## EXERCISE INSTRUCTIONS
Pick up the text below about JCCA's nursing team after its last sentence and continue writing it.

## DOCUMENT TEXT
○ ○ ○ ○ ○ ○ ○

It’s National Nurses Week, so it’s only fitting that we shine a light on our phenomenal nursing team. At JCCA we like to say that Heroes Work Here, and no team embodies that truth more than our nurses, who go above and beyond in countless ways to offer hope and care to the young people we serve. 

In speaking to a half-dozen members of the team, one theme remained constant: while working in foster care has considerable challenges, the bond with the clients keeps them going. “The best part of the job is the kids, the hugs. The clinic is our happy place,” says Leilani Brito. 

Campus medical team

“You get to know these kids,” says fellow Bronx-based nurse Christina Moffitt, echoing the sentiment. “You watch them grow. They open up to us about their problems and we work through them together. You see the results and celebrate the progress.”

○ ○ ○ ○ ○ ○ ○

## RAW DATA
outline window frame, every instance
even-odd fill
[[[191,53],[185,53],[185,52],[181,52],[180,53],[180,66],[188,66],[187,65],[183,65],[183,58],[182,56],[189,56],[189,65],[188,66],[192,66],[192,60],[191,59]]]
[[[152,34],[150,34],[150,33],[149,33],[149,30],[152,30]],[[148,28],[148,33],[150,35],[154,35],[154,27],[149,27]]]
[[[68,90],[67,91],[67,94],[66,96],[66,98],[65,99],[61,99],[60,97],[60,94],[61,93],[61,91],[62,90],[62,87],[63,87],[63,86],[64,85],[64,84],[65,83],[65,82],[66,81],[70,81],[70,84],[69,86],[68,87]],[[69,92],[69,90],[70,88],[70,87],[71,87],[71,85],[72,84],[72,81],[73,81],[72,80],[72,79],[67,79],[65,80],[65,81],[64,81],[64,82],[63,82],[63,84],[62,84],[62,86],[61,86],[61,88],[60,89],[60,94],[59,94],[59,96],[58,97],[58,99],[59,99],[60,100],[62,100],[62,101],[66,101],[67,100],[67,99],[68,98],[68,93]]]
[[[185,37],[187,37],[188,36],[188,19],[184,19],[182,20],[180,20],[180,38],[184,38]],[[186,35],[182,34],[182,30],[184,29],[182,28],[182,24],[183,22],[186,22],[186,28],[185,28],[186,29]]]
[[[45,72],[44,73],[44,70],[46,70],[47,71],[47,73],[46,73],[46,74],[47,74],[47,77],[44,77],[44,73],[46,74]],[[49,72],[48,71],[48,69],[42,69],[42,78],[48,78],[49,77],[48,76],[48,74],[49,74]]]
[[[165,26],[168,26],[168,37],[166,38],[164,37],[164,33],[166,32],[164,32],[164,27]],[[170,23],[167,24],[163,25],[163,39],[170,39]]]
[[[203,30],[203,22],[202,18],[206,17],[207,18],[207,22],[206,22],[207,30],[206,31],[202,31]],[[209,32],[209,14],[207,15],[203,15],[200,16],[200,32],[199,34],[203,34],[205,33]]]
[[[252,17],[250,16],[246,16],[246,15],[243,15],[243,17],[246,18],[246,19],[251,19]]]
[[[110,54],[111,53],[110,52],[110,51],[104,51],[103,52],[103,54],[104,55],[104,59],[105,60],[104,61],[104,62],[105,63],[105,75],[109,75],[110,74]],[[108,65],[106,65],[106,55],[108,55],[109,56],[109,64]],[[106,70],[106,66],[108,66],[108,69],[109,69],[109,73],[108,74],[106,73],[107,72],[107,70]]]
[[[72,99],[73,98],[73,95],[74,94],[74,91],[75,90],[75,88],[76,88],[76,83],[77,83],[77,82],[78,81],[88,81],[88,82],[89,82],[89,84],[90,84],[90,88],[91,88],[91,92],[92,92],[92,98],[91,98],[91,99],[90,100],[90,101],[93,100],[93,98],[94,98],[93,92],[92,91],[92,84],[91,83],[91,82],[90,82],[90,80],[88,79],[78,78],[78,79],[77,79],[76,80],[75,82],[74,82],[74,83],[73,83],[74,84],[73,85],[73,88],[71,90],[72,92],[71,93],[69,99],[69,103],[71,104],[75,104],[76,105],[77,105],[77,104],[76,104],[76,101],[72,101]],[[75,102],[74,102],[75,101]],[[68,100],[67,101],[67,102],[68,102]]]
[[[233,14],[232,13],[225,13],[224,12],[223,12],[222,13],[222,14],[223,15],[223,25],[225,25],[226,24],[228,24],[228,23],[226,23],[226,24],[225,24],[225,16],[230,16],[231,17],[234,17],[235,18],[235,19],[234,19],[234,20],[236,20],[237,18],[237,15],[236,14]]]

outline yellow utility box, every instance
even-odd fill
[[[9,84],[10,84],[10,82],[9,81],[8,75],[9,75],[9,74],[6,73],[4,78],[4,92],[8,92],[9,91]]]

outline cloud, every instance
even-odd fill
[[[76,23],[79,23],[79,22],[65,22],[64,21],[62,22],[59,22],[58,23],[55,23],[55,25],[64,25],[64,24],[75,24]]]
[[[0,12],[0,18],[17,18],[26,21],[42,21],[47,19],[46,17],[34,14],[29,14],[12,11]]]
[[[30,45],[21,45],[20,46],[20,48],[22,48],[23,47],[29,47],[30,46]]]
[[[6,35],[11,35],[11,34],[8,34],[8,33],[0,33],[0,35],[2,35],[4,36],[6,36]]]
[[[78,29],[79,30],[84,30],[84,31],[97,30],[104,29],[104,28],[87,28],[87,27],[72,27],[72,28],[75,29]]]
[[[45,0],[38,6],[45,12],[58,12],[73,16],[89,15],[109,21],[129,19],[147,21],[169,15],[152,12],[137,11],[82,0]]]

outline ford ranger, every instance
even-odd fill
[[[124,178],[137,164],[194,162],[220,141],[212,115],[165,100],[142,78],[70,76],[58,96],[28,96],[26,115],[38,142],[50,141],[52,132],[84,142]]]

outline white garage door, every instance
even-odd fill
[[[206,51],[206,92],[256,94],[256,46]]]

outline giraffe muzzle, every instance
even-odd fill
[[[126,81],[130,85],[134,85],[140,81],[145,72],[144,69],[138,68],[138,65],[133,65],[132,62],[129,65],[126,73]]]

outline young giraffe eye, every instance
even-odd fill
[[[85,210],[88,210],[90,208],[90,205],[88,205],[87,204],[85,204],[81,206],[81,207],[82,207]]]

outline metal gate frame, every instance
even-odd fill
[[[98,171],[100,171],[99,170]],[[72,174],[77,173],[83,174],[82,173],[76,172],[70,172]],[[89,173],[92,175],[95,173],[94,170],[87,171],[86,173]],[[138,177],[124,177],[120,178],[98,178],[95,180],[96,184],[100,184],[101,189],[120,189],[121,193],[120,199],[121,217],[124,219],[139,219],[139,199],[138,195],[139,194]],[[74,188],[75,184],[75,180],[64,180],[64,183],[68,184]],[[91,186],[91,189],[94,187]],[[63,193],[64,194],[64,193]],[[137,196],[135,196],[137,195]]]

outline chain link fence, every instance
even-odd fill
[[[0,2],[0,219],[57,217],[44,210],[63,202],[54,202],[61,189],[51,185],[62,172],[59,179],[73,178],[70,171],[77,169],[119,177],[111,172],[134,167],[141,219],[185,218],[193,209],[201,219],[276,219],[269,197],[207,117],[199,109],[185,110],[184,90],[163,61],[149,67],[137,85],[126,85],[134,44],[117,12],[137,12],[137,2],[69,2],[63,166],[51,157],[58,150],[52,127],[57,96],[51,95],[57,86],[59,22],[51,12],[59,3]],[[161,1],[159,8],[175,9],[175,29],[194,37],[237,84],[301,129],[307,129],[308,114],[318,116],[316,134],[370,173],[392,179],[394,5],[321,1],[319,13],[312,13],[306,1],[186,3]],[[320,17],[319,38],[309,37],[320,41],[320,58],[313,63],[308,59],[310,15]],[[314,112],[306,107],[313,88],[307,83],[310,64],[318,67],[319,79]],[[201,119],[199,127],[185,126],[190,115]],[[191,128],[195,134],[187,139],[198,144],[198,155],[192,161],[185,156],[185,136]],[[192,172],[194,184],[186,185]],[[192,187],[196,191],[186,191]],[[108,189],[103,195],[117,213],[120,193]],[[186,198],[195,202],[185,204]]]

○ ○ ○ ○ ○ ○ ○

## ANSWER BELOW
“The reward in this work is to be able meet these kids and lend them an ear,” notes Brooklyn nurse Guidelle Ganthier. “The goal is to show them there’s someone here for them, someone willing to listen without judgement and support the changes they want to make to better their lives. It’s not just about physical health, it’s about the person as a whole.” 

Brooklyn nurses Denise Mitchell and Guidelle Ganthier

Another thing you can’t fail to notice when speaking with the team is the deep sense of comradery and affection. Denise Mitchell emphasized the collaboration and support that typifies the nursing staff. “Our work crosses disciplines,’ Brito adds. “We work with foster parents, biological parents, and social workers. The teamwork is impressive. I never feel like I’m doing this alone.”  

The talent, dedication, and resilience of the nursing team is not lost on JCCA leadership. “You have to be a special person to do this work,” remarks Christina Longden, JCCA’s Vice President of Clinical Operations. “Some of the young people in our care have heartbreaking stories. But our nurses are committed. They love pediatrics.” 

For some, the work is undeniably personal. “Many of our staff have been on journeys of their own,” Longden continues. “We’ve had team members who were in foster care as children. Their example is empowering for our kids to see. Our staff is compassionate and encouraging. Their capacity to connect with vulnerable young people is something you can’t teach. It comes from within.”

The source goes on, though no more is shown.